In the wake of the Brexit vote and Donald Trump’s victory in the US Presidential election, Getintothis’ Jono Podmore looks at the rise of extremism – and what can be done to prevent it.

The Full Definition of fascism taken from the Merriam-Webster dictionary is as follows:

  1. a political philosophy, movement, or regime (as that of the Fascisti) that exalts nation and often race above the individual and that stands for a centralized autocratic government headed by a dictatorial leader, severe economic and social regimentation, and forcible suppression of opposition
  1. a tendency toward or actual exercise of strong autocratic or dictatorial control

Back in the early 80s, the fascism of the Second World War seemed so distant it had begun to become a joke. The term was used so freely by post-punk juvenile liberals that it became watered down to mean anything you didn’t like; an extension of the second definition above to cover any authority or any discipline.

Rik Mayall’s character in The Young Ones was almost entirely built around this idea:

The defeated fascist dictators of the 30s and 40s had become a laughing stock or simply short hand for any generalised evil, culminating in Godwin’s Law.

Fascism was so distant, so much the concern of our parents and grandparents that it had, through repetition like a skipping rhyme, lost all its meaning.

True enough, there were in the 80s tiny and marginalised extreme right wing groups like the National Front and the British National Party who made a lot of noise and could make life unbearable for minorities, but they appeared to be utterly marginalised, practising their hateful behaviour powerlessly on the fringe. There was also endemic institutionalised racism, but, dangerous and vile as it was, it was considered a symptom of ignorance and post-colonialism rather than, as in fascism, a central tenet of the prevailing political ideology. It was believed it could just be educated away with a little political correctness.

But it was exactly then that the seeds were being sown for fascism entering the mainstream in the way we’re seeing today.

Entries provided

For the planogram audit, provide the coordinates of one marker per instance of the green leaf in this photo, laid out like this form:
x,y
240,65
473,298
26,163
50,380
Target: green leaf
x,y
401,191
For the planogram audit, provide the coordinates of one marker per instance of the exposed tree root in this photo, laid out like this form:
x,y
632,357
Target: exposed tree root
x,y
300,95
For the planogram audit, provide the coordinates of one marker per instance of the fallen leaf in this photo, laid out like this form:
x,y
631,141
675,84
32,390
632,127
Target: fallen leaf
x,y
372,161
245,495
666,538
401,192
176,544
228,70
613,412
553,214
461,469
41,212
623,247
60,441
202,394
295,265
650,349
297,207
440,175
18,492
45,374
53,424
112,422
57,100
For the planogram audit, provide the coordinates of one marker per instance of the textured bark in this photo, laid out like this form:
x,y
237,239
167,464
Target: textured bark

Problems to solve
1 – In the article on the rise of extremism, which dictionary does the definition of fascism come from?
2 – In the article on the rise of extremism, list each thing that the first dictionary definition says fascism stands for.
The rows aren't needed for either task.

Responses by item number
1 – Merriam-Webster

2 –
- a centralized autocratic government headed by a dictatorial leader
- severe economic and social regimentation
- forcible suppression of opposition